• **Supplied text**
* * * * * * *

Collecting Air Toxics Data Nationwide

Bustling city street crowded with cars and pedestrians, with visible clouds of steam or air pollution

Project Brief

The Challenge

Air pollution from stationary, mobile, and even some natural sources contains pollutants harmful to human health. The U.S. Environmental Protection Agency’s National Monitoring Program helps state, local, and tribal agencies understand and appreciate the nature and extent of local toxic air pollution. Collecting reliable, high-quality data is critical to achieving this goal.


ERG's Solution

For more than 30 years, EPA has relied on ERG to collect, measure, and interpret air toxics data for the NMP. We have designed and operated monitoring networks, comprising more than 200 rural and urban sites across the country, to sustain and strengthen the following EPA programs:

  • The Urban Air Toxics Monitoring Program (UATMP), which characterizes the type and magnitude of air toxics pollution.
  • National Air Toxics Trends Stations (NATTS), which obtain long-term ambient air toxics concentration data to support trend analysis.
  • Community-Scale Air Toxics Ambient Monitoring (CSATAM), which supports short-term local-scale investigative projects.
  • Photochemical Assessment Monitoring Stations (PAMS) to evaluate ozone trends.
  • Nonmethane organic compound (NMOC) measurements to better understand ozone formation.

* * * * * * *

• **Data records**
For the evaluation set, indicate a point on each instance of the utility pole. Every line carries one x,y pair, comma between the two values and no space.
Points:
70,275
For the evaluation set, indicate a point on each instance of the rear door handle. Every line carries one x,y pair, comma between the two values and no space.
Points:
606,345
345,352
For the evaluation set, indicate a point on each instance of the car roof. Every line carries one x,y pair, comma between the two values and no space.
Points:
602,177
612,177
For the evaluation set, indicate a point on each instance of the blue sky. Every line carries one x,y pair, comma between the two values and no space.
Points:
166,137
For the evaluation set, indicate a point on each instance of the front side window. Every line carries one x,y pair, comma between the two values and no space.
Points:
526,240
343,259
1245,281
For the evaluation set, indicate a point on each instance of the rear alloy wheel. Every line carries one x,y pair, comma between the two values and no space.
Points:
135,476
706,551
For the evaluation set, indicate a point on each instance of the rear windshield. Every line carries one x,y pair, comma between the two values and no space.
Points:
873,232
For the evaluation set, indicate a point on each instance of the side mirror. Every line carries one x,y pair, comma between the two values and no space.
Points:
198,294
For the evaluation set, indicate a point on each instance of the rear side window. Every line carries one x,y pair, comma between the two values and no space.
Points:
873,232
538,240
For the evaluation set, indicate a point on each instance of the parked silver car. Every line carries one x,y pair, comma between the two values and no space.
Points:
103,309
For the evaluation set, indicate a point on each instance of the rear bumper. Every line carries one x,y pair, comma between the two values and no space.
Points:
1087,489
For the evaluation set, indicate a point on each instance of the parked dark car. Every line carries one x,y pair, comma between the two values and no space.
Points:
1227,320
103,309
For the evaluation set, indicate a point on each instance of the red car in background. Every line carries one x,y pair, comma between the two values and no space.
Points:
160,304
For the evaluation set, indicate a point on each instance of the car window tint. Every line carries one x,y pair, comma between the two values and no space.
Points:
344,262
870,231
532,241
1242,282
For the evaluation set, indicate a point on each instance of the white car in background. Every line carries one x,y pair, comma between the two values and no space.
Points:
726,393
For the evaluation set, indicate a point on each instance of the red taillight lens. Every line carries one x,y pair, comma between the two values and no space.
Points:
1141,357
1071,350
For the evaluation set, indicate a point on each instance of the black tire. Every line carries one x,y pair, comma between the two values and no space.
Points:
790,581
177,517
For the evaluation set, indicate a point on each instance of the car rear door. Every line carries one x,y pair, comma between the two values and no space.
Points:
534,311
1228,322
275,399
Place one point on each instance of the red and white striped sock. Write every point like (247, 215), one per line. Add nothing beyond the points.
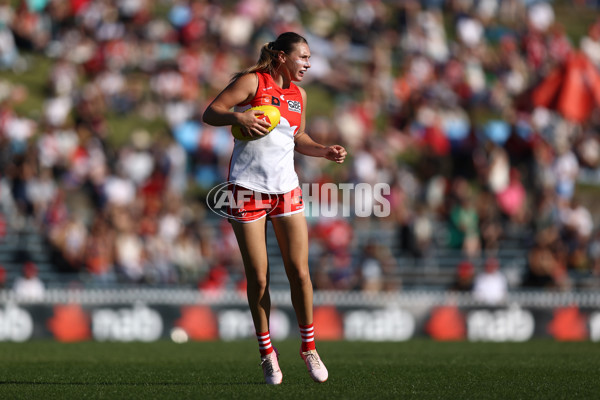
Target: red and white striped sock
(307, 332)
(264, 343)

* * * * * * *

• **Directions for this task**
Please extract the passage of the air toxics project brief starting with "Bustling city street" and going on through "achieving this goal.", copying it word for word.

• **Task answer**
Bustling city street crowded with cars and pedestrians, with visible clouds of steam or air pollution

Project Brief

The Challenge

Air pollution from stationary, mobile, and even some natural sources contains pollutants harmful to human health. The U.S. Environmental Protection Agency’s National Monitoring Program helps state, local, and tribal agencies understand and appreciate the nature and extent of local toxic air pollution. Collecting reliable, high-quality data is critical to achieving this goal.